Exercise objective:
Return, exactly, the line that contains "Please tag every instance of the green grass" together with all lines after it to the end of the entries, and no further lines.

[Dataset rows on where objects appear]
"""

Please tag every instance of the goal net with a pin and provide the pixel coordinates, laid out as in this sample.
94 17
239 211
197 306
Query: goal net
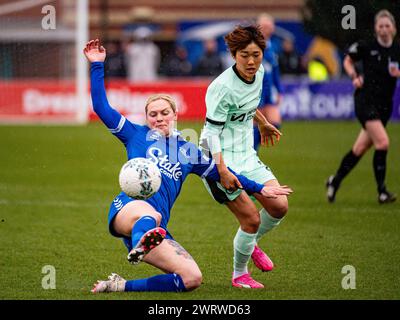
43 73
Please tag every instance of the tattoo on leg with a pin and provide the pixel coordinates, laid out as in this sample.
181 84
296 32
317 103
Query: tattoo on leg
180 251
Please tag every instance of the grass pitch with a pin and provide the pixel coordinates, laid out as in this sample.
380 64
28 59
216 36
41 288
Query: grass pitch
56 184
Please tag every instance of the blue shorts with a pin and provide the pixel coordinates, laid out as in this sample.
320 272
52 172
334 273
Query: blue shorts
118 203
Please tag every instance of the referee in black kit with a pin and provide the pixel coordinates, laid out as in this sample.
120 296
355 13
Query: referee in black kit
373 100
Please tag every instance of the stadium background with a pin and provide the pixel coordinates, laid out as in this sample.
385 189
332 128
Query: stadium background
57 180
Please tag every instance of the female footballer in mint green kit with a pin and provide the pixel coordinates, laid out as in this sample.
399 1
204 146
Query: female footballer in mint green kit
232 100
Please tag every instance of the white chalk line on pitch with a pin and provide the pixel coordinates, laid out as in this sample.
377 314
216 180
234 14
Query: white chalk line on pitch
47 203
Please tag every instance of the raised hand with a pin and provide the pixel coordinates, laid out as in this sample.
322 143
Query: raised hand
94 52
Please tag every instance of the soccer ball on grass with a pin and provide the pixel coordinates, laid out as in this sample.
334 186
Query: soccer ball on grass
140 178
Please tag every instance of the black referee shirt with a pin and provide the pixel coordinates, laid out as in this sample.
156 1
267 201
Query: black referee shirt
375 60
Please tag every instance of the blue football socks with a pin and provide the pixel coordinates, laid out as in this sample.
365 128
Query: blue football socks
170 282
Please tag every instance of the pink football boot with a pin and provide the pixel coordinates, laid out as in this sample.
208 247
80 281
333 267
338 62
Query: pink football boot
246 281
148 242
261 260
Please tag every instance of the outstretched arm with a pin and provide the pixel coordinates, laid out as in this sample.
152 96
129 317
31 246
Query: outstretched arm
96 54
267 130
351 71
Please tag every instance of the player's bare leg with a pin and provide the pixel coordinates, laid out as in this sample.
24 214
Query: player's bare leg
147 235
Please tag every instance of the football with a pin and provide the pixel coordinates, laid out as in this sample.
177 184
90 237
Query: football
140 178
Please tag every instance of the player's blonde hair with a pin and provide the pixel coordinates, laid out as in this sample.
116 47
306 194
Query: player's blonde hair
386 14
161 96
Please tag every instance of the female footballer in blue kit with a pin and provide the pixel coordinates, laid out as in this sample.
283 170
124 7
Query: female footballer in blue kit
142 224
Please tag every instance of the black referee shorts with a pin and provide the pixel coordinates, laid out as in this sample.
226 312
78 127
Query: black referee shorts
368 107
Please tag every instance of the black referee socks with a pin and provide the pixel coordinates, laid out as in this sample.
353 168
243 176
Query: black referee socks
348 163
379 164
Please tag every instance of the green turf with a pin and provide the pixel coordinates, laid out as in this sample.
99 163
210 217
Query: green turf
56 184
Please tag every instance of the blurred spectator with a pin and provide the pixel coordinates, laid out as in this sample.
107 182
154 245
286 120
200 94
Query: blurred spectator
317 70
326 50
289 59
115 62
178 65
143 57
210 64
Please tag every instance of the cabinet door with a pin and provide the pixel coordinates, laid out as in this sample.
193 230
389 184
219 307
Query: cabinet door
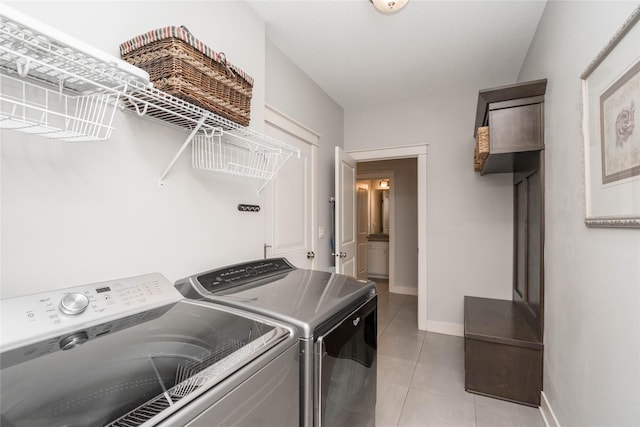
515 128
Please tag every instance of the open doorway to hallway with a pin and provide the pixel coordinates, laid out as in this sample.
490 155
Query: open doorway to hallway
388 228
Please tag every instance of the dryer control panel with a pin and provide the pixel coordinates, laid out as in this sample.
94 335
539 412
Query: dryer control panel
30 318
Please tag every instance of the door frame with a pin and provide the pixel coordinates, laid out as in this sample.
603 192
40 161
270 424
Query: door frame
276 118
419 152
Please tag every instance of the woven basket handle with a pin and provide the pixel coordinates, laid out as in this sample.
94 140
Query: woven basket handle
223 60
221 57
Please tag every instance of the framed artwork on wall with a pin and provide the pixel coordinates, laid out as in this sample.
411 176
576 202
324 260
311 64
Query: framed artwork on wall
611 131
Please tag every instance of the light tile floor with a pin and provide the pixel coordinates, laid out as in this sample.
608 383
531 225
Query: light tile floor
421 376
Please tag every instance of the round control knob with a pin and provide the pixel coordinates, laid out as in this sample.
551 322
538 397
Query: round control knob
74 303
73 340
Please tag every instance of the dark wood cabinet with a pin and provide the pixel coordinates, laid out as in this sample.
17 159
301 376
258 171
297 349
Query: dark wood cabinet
515 117
503 355
503 338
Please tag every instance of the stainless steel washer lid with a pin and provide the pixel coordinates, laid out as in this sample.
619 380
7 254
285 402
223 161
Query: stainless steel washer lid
109 364
303 298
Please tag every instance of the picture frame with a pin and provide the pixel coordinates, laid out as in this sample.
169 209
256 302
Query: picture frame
611 130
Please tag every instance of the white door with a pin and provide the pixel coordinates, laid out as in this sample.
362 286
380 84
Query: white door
346 233
362 212
289 202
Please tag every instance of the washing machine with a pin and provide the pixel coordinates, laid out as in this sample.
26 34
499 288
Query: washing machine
336 319
134 352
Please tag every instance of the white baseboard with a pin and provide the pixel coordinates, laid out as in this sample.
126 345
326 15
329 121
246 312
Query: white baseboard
403 290
547 413
447 328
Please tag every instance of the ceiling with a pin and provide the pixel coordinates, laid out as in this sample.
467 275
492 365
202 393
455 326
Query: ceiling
361 57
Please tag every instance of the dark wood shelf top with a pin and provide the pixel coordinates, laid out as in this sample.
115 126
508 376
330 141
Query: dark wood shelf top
499 321
506 93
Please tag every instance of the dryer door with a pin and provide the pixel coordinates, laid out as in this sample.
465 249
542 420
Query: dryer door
346 370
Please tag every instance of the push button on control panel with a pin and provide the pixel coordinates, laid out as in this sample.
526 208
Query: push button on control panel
74 303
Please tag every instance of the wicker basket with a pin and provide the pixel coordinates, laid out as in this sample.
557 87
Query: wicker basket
184 67
481 151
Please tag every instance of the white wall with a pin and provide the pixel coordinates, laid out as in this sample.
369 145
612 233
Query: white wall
469 218
80 213
592 276
405 195
293 93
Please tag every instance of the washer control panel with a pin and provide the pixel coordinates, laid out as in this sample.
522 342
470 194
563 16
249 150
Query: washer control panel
29 318
240 274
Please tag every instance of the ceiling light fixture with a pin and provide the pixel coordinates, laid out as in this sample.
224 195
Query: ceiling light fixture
389 6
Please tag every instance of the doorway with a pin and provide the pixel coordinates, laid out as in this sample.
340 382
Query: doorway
419 152
376 245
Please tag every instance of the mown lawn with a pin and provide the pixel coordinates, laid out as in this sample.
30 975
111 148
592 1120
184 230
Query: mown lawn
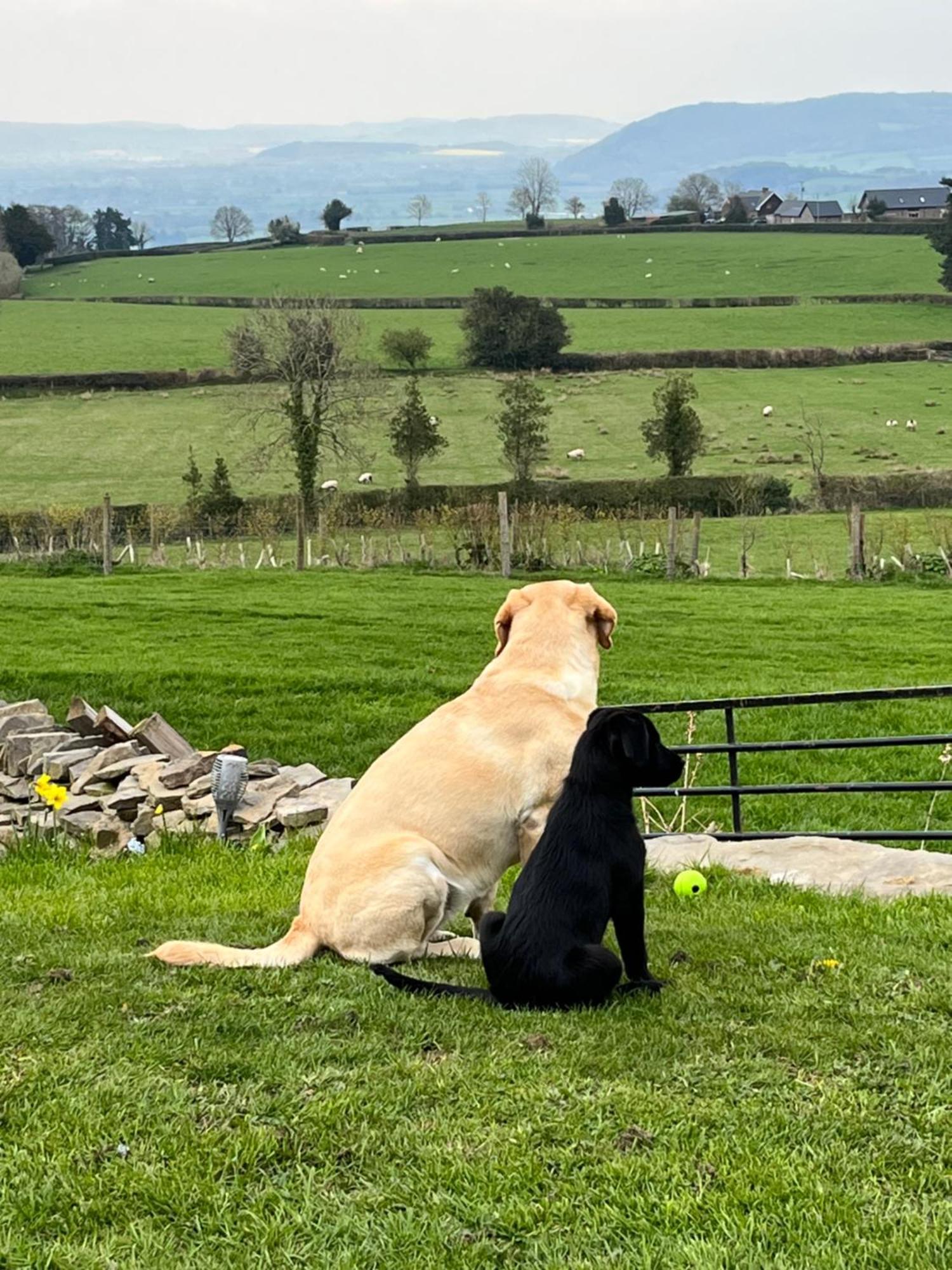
134 445
60 338
680 265
764 1112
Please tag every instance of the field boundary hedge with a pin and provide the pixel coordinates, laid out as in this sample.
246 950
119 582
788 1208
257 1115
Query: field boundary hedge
752 359
902 298
685 359
887 492
430 236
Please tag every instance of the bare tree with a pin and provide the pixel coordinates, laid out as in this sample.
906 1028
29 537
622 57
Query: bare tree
538 181
420 206
520 201
310 349
695 194
230 223
634 195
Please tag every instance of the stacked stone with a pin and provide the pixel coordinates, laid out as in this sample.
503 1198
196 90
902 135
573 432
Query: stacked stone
140 782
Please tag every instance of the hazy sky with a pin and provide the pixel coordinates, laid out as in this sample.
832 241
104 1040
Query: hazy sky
216 63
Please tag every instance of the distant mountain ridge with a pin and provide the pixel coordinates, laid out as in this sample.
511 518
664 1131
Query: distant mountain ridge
843 138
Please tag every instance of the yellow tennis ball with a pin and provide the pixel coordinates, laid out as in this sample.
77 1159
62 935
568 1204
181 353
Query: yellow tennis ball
690 883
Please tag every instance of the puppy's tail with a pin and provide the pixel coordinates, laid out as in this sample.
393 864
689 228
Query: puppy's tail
425 989
293 949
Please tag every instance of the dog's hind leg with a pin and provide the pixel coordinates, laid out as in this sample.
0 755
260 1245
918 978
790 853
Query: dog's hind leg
592 973
482 906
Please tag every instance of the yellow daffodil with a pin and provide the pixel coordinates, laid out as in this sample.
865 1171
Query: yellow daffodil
58 797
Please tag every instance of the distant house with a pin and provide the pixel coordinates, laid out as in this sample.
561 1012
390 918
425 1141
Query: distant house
808 211
757 203
909 205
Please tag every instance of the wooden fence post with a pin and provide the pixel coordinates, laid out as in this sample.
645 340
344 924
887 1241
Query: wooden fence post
300 528
696 544
672 542
857 547
107 535
505 545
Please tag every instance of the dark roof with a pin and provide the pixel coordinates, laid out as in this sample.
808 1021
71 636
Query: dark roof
819 208
902 200
753 199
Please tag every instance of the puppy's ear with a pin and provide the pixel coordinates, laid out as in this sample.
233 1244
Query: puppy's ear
635 736
511 606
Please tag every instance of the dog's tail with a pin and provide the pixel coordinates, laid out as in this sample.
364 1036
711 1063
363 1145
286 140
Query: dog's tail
423 987
293 949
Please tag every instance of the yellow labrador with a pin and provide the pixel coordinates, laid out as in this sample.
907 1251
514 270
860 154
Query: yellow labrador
437 820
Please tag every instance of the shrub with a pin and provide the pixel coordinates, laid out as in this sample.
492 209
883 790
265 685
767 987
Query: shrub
282 229
614 213
334 214
675 431
512 333
411 349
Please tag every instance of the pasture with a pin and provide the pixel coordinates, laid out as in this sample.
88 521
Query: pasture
63 338
652 265
762 1112
138 441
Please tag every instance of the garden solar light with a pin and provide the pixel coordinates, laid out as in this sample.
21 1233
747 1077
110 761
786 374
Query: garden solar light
229 784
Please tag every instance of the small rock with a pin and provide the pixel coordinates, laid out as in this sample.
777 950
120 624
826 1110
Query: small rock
183 772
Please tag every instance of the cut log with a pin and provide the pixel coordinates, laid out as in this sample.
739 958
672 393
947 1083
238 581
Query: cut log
162 739
114 725
82 717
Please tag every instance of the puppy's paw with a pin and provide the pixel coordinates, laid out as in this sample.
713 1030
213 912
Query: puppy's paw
644 986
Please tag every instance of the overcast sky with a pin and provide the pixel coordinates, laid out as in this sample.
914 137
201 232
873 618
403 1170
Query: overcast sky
215 63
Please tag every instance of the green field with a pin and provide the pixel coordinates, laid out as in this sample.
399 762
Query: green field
764 1112
62 338
136 443
681 265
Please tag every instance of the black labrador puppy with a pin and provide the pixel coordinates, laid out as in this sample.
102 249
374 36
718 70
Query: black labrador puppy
588 868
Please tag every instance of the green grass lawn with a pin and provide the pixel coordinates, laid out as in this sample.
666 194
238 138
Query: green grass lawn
761 1113
135 444
680 265
60 338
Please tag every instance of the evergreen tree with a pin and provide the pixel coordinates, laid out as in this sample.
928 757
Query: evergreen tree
194 479
26 237
220 504
675 431
414 434
522 427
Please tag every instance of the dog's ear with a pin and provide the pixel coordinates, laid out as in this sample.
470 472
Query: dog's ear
605 618
637 737
503 622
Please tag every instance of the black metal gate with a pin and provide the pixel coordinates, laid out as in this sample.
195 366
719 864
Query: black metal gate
733 749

"""

Solution:
Please tag every instance of the green grass lawn with a pin and provide the pixel coordinates, laid out as in this sample.
666 194
238 138
Query: green grass lawn
761 1113
135 444
680 265
60 338
Please tag every instance of the evergreen tree with a pin and provide the pixel coordinates, laid out as in this sample.
928 757
Query: evergreen tree
194 479
26 237
220 504
675 431
414 434
522 427
Please tag every instance of the dog's ear with a pin and provide the pixel coordinates, laid out as in this sample.
470 472
Query: dog's ear
605 618
637 737
503 622
Please tag every instance of the black metal gate with a pin and provide the pixel coordinates, laid out as in this sample.
195 366
719 864
Query: black metal gate
733 749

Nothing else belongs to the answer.